◆ **Extract provided**
Hopes for Cancer Are Seen

Scientists hope this will lead to therapies for a host of
diseases, including cancer. The technology also has been applied to
agriculture, in the development of plants resistant to disease and
having other desirable characteristics.

For the work in 1974 that led to their shared physics prize, Dr.
Taylor and Dr. Hulse used the 300-meter-diameter radio telescope at
Arecibo, Puerto Rico, where they discovered the first known binary
pulsar — a double star, one component of which emits rapid pulses
of radio energy. The discovery was important to astrophysics, but
it had an especially powerful impact on a more general field of
physics: the study of gravity.

Pulsars are extremely dense stars made mostly of neutrons rather
than whole atoms; their gravitation is so immense that a human
being standing on the surface of one of these stars would weigh
several hundred billion times his weight on earth, and he would be
crushed to a thin film. Pulsars are only about six miles wide, but
are as massive as the sun.

The binary pulsar discovered by Dr. Taylor and Dr. Hulse
exhibited the extreme warping of space and time that is predicted
to occur near such dense objects, and this lent strong support to
several of the predictions of Einstein’s General Theory of
Relativity. Observations by the two scientists furnished indirect
but persuasive proof of the existence of gravity waves, which have
long been postulated but never directly observed. A Second for
Pulsars

Yesterday’s physics prize marked the second time the Nobel
committee has recognized research involving pulsars. Since there is
no Nobel prize for astronomy, astronomical discoveries are
sometimes awarded the physics prize.

The first pulsar was discovered by Jocelyn Bell in 1967, using
the radio antenna of Cambridge University in England. Miss Bell was
24 at the time and is now Prof. Jocelyn Bell Burnell of Britain’s
Open University.

For the discovery of pulsars, Dr. Antony Hewish, Miss Bell’s
doctoral thesis adviser and supervisor at Cambridge, was awarded a
Nobel prize in physics in 1974. Miss Bell did not share in the
award.

◆ **Data listing**

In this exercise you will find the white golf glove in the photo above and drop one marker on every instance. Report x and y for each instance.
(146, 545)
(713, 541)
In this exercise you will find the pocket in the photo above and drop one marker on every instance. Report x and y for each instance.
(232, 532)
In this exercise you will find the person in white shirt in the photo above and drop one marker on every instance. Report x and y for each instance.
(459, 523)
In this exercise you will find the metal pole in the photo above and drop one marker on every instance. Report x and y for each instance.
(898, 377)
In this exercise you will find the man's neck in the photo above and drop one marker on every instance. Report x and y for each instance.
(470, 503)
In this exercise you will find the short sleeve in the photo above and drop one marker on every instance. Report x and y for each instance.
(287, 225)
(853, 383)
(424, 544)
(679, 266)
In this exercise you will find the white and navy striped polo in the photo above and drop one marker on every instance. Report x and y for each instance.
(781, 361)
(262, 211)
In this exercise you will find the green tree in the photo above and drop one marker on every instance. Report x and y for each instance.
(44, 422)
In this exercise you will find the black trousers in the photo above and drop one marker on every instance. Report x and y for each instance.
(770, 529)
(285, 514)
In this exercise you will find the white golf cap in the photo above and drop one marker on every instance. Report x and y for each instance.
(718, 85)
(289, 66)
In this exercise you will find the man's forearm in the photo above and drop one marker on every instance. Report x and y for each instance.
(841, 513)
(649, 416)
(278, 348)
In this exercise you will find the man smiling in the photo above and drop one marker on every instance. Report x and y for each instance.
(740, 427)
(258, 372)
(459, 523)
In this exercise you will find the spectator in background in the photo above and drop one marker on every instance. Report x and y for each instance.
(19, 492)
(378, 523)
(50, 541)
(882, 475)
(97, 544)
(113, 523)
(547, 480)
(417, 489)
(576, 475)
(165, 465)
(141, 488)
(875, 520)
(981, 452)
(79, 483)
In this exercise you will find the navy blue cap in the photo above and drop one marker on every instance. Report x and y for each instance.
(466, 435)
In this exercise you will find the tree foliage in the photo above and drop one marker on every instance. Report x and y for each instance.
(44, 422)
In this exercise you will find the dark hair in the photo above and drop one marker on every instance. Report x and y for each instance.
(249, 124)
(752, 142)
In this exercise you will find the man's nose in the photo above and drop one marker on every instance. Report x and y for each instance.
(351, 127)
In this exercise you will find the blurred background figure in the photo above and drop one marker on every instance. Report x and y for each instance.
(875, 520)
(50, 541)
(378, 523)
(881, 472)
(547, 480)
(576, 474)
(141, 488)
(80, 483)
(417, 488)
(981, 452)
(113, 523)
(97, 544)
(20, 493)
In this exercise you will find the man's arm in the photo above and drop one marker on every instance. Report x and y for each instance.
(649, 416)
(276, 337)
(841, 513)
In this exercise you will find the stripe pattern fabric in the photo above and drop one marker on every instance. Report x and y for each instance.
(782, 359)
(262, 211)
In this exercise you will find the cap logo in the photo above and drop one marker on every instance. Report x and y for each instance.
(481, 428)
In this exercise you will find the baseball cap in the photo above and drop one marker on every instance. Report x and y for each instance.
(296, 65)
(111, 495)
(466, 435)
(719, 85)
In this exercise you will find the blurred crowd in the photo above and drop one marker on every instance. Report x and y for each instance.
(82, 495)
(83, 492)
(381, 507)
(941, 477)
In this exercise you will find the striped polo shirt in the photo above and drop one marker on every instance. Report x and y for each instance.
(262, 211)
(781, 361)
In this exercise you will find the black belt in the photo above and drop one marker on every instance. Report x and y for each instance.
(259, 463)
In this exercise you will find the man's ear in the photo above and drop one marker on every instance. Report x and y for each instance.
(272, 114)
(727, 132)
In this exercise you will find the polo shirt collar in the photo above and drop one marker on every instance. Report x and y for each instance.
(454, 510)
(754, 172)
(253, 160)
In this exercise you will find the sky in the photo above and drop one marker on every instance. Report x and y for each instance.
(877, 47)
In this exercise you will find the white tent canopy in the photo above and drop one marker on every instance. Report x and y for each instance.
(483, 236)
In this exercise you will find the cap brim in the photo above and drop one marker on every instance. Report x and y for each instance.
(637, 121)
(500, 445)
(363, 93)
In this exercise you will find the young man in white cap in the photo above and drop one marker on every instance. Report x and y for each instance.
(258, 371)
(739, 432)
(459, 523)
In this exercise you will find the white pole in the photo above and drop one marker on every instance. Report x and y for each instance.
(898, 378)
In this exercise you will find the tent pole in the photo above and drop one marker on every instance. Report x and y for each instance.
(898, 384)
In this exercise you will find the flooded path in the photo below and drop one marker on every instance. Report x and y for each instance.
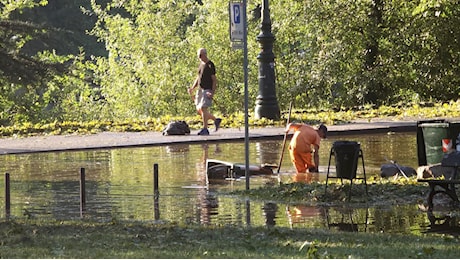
(119, 184)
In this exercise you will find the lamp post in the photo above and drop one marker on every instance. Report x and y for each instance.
(266, 102)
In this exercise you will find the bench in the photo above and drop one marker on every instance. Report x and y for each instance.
(447, 187)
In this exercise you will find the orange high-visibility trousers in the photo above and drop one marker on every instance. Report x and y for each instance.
(301, 160)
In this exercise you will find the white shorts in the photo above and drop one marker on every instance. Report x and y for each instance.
(202, 99)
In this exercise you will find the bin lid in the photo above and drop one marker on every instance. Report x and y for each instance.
(446, 125)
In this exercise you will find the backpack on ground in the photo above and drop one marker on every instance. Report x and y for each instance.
(176, 128)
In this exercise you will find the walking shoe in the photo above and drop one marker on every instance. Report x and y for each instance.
(217, 123)
(203, 131)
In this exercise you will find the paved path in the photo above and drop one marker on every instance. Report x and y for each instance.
(107, 140)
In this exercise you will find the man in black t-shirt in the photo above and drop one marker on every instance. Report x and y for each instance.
(207, 81)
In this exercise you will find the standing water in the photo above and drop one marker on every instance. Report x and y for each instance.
(119, 186)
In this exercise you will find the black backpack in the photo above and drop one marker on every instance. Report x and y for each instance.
(176, 128)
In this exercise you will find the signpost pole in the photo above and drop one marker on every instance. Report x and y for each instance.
(238, 38)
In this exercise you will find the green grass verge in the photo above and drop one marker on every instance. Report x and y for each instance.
(143, 240)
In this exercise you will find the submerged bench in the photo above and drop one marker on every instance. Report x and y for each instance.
(447, 186)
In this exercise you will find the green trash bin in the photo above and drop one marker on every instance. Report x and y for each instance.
(433, 133)
(346, 155)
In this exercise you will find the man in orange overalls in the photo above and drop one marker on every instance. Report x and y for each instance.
(306, 140)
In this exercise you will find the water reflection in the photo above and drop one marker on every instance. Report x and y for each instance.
(120, 182)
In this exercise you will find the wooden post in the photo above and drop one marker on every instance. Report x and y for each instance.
(7, 196)
(82, 192)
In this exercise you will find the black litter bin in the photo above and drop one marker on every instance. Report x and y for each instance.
(346, 155)
(429, 139)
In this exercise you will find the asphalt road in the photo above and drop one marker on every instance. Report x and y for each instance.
(107, 140)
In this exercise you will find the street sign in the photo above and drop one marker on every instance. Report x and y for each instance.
(236, 21)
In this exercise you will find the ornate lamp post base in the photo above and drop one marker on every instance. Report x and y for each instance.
(266, 103)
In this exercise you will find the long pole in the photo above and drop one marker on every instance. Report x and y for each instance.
(285, 138)
(246, 117)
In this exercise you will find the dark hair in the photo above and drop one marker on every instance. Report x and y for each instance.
(323, 128)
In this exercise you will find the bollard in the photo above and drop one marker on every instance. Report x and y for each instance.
(7, 196)
(82, 192)
(156, 193)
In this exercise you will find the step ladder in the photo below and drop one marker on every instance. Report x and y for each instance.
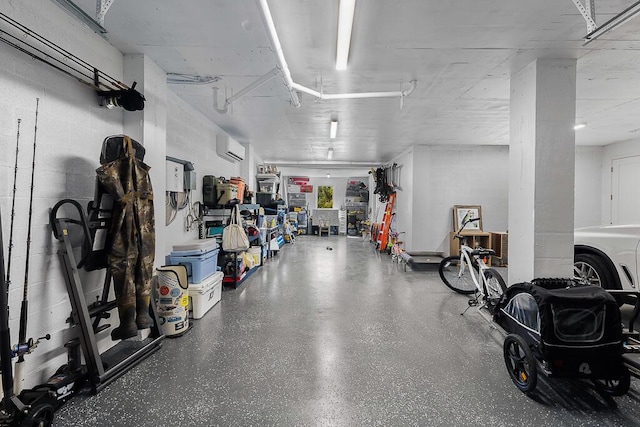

◆ **What is expected**
In the pulsar article, repeat everything from "The binary pulsar" down to "the physics prize.", renaming "gravity waves" as "gravitational waves".

◆ **Problem solution**
The binary pulsar discovered by Dr. Taylor and Dr. Hulse
exhibited the extreme warping of space and time that is predicted
to occur near such dense objects, and this lent strong support to
several of the predictions of Einstein’s General Theory of
Relativity. Observations by the two scientists furnished indirect
but persuasive proof of the existence of gravitational waves, which have
long been postulated but never directly observed. A Second for
Pulsars

Yesterday’s physics prize marked the second time the Nobel
committee has recognized research involving pulsars. Since there is
no Nobel prize for astronomy, astronomical discoveries are
sometimes awarded the physics prize.